======== MATERIAL PROVIDED ========
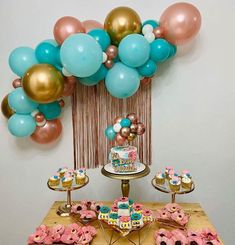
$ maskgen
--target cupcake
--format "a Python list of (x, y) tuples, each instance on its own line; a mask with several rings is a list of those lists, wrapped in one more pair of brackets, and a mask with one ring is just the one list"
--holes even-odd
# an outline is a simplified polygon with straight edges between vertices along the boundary
[(61, 182), (62, 182), (62, 186), (63, 187), (71, 187), (72, 184), (73, 184), (73, 177), (71, 177), (71, 176), (64, 176), (61, 179)]
[(169, 172), (170, 172), (171, 170), (174, 171), (174, 168), (171, 167), (171, 166), (168, 166), (168, 167), (165, 168), (165, 174), (166, 174), (166, 177), (167, 177), (167, 178), (168, 178)]
[(190, 178), (190, 179), (192, 179), (192, 176), (191, 176), (191, 174), (189, 173), (188, 170), (183, 170), (181, 176), (182, 176), (182, 178)]
[(60, 175), (60, 177), (64, 177), (65, 173), (68, 171), (68, 168), (67, 167), (62, 167), (62, 168), (59, 168), (57, 173)]
[(182, 183), (182, 188), (187, 189), (187, 190), (191, 190), (192, 188), (192, 180), (190, 178), (182, 178), (181, 180)]
[(166, 178), (166, 175), (164, 173), (158, 172), (156, 174), (156, 177), (155, 177), (156, 184), (157, 185), (164, 185), (165, 184), (165, 178)]
[(169, 186), (171, 191), (179, 191), (181, 185), (180, 178), (174, 177), (171, 180), (169, 180)]
[(60, 184), (60, 177), (58, 175), (53, 175), (49, 178), (50, 186), (58, 186)]
[(75, 180), (76, 180), (76, 184), (77, 185), (84, 185), (85, 184), (85, 181), (86, 181), (86, 175), (83, 173), (83, 174), (77, 174), (75, 176)]

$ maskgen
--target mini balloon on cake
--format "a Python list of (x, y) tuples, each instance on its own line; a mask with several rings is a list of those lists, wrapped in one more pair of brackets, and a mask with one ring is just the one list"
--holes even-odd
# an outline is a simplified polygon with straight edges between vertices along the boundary
[(126, 117), (116, 117), (113, 124), (106, 128), (106, 137), (115, 141), (115, 146), (111, 148), (109, 154), (109, 160), (115, 172), (137, 170), (137, 163), (139, 162), (137, 148), (130, 145), (130, 142), (144, 132), (145, 126), (138, 121), (135, 113), (129, 113)]

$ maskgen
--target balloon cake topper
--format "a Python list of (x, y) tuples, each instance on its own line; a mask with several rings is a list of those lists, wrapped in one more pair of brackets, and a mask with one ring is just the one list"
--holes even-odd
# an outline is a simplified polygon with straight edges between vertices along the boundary
[(127, 142), (133, 141), (137, 135), (145, 132), (143, 123), (138, 122), (135, 113), (129, 113), (126, 117), (118, 116), (114, 119), (114, 124), (109, 125), (105, 129), (106, 137), (119, 146), (125, 145)]
[[(70, 96), (77, 82), (93, 86), (104, 81), (112, 96), (128, 98), (140, 83), (151, 81), (158, 64), (175, 56), (176, 45), (196, 36), (200, 25), (200, 12), (189, 3), (171, 5), (159, 22), (142, 22), (129, 7), (113, 9), (104, 25), (60, 18), (54, 26), (55, 40), (42, 41), (35, 49), (18, 47), (9, 56), (9, 66), (18, 76), (12, 83), (15, 90), (1, 104), (10, 133), (31, 136), (41, 144), (56, 140), (62, 131), (61, 98)], [(135, 137), (136, 124), (125, 123), (130, 123), (128, 118), (115, 136), (119, 144), (123, 137), (129, 141)]]

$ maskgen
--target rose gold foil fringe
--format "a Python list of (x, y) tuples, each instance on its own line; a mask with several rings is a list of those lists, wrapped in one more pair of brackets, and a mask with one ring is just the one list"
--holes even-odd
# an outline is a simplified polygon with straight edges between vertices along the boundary
[(72, 122), (74, 168), (96, 168), (107, 163), (108, 153), (114, 142), (109, 142), (105, 128), (116, 116), (135, 112), (146, 127), (145, 134), (133, 141), (140, 160), (151, 164), (151, 83), (141, 86), (128, 99), (116, 99), (105, 88), (104, 82), (97, 86), (77, 83), (72, 95)]

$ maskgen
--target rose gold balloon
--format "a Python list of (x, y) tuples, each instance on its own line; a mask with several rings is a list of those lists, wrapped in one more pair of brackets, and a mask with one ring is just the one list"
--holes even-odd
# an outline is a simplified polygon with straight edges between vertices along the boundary
[(13, 82), (12, 82), (12, 86), (14, 88), (19, 88), (21, 87), (21, 79), (20, 78), (16, 78)]
[(116, 117), (115, 119), (114, 119), (114, 124), (115, 123), (120, 123), (121, 121), (122, 121), (122, 119), (123, 119), (123, 117), (121, 117), (121, 116), (118, 116), (118, 117)]
[(114, 58), (116, 58), (116, 56), (118, 54), (118, 48), (116, 46), (114, 46), (114, 45), (110, 45), (106, 49), (106, 54), (107, 54), (109, 59), (114, 59)]
[(145, 126), (144, 126), (144, 124), (141, 123), (141, 122), (139, 122), (139, 123), (137, 124), (137, 126), (138, 126), (138, 128), (137, 128), (137, 134), (138, 134), (138, 135), (144, 134), (144, 132), (145, 132)]
[(59, 105), (60, 105), (61, 108), (64, 107), (64, 106), (65, 106), (64, 100), (60, 100), (60, 101), (59, 101)]
[(131, 133), (136, 133), (138, 129), (138, 124), (132, 123), (130, 129), (131, 129)]
[(117, 134), (115, 136), (115, 142), (117, 143), (117, 145), (125, 145), (126, 143), (126, 138), (121, 136), (120, 134)]
[(10, 118), (15, 113), (8, 104), (8, 95), (6, 95), (2, 100), (1, 110), (2, 110), (2, 114), (6, 118)]
[(60, 18), (54, 26), (54, 37), (58, 44), (62, 44), (71, 34), (79, 32), (84, 32), (82, 23), (72, 16)]
[(141, 82), (141, 85), (146, 86), (149, 83), (151, 83), (151, 81), (152, 81), (152, 78), (151, 77), (145, 77), (140, 82)]
[(44, 120), (45, 120), (45, 117), (41, 112), (39, 112), (35, 115), (35, 121), (36, 122), (43, 122)]
[(130, 128), (124, 127), (121, 128), (120, 135), (123, 137), (128, 137), (130, 135), (130, 132), (131, 132)]
[(108, 69), (112, 68), (112, 67), (113, 67), (113, 60), (107, 60), (107, 61), (105, 61), (104, 65), (105, 65)]
[(126, 118), (130, 119), (132, 123), (137, 123), (138, 118), (134, 112), (129, 113)]
[(104, 26), (96, 20), (85, 20), (82, 22), (82, 26), (86, 33), (93, 29), (104, 29)]
[(39, 144), (48, 144), (59, 138), (62, 132), (62, 124), (59, 119), (47, 121), (42, 127), (37, 126), (31, 139)]
[(196, 36), (201, 27), (201, 14), (190, 3), (175, 3), (160, 18), (164, 38), (173, 44), (184, 44)]
[(133, 141), (135, 138), (136, 138), (136, 133), (130, 133), (130, 135), (127, 137), (127, 140), (130, 142), (130, 141)]
[(162, 27), (157, 27), (153, 30), (153, 34), (156, 38), (161, 38), (163, 37), (163, 28)]
[(64, 91), (62, 96), (70, 96), (76, 88), (77, 79), (74, 76), (64, 78)]

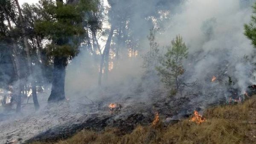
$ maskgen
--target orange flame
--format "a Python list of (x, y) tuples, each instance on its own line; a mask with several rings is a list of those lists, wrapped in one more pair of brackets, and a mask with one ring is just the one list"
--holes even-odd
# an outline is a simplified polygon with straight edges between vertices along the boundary
[(109, 104), (108, 107), (110, 108), (114, 108), (116, 107), (116, 104), (111, 103)]
[(197, 124), (200, 124), (203, 122), (205, 122), (206, 119), (203, 118), (202, 116), (200, 115), (197, 111), (195, 110), (194, 111), (194, 115), (190, 119), (189, 121), (194, 121)]
[(217, 78), (216, 77), (216, 76), (212, 76), (212, 82), (213, 82), (215, 81), (216, 79), (217, 79)]
[(158, 122), (158, 121), (159, 121), (159, 115), (158, 113), (157, 112), (155, 115), (155, 117), (154, 121), (152, 122), (152, 124), (153, 125), (155, 125)]

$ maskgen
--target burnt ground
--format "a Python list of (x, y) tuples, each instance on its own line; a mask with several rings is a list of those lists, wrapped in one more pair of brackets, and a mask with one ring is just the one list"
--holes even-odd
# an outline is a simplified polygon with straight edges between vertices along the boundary
[[(185, 97), (161, 98), (165, 95), (163, 93), (155, 92), (152, 95), (158, 96), (152, 98), (151, 102), (135, 100), (131, 96), (116, 100), (113, 102), (122, 106), (113, 111), (108, 107), (109, 101), (103, 99), (93, 102), (88, 100), (87, 103), (66, 100), (29, 114), (2, 116), (0, 143), (55, 141), (70, 137), (84, 129), (98, 131), (107, 127), (117, 127), (124, 133), (129, 133), (138, 124), (151, 123), (156, 112), (164, 119), (177, 115), (187, 107), (190, 101)], [(34, 108), (32, 104), (26, 107)]]
[[(113, 111), (108, 107), (110, 101), (106, 98), (100, 101), (87, 100), (87, 103), (66, 100), (47, 105), (39, 111), (2, 116), (0, 143), (55, 141), (70, 137), (84, 129), (100, 131), (108, 127), (117, 127), (126, 133), (138, 124), (151, 123), (157, 112), (164, 123), (175, 122), (187, 118), (195, 110), (203, 110), (205, 107), (200, 104), (203, 103), (202, 99), (208, 100), (195, 95), (166, 98), (166, 93), (159, 91), (151, 95), (158, 96), (151, 97), (149, 101), (137, 100), (133, 96), (112, 100), (121, 106)], [(211, 105), (218, 104), (215, 102)], [(32, 106), (27, 108), (33, 109)]]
========
Rewrite the lines from the start of the records up to and including the line containing "176), (61, 179)]" as a Markdown table with the columns Row and Line, one line per row, omitting blank lines. Leave the pictures out.

◆ ANSWER TO THE EXERCISE ◆
| Row | Line |
|---|---|
| 1 | $ maskgen |
| 2 | --target cupcake |
| 3 | --format "a Python list of (x, y) tuples, each instance on its own line; a mask with several rings is a list of those lists, wrapped in one more pair of brackets, and a mask with one ring is just the one list" |
| 4 | --holes even-odd |
| 5 | # an outline is a simplified polygon with straight edges between vertices along the boundary |
| 6 | [(61, 182), (62, 182), (62, 186), (63, 187), (71, 187), (72, 184), (73, 184), (73, 177), (71, 177), (71, 176), (64, 176), (61, 179)] |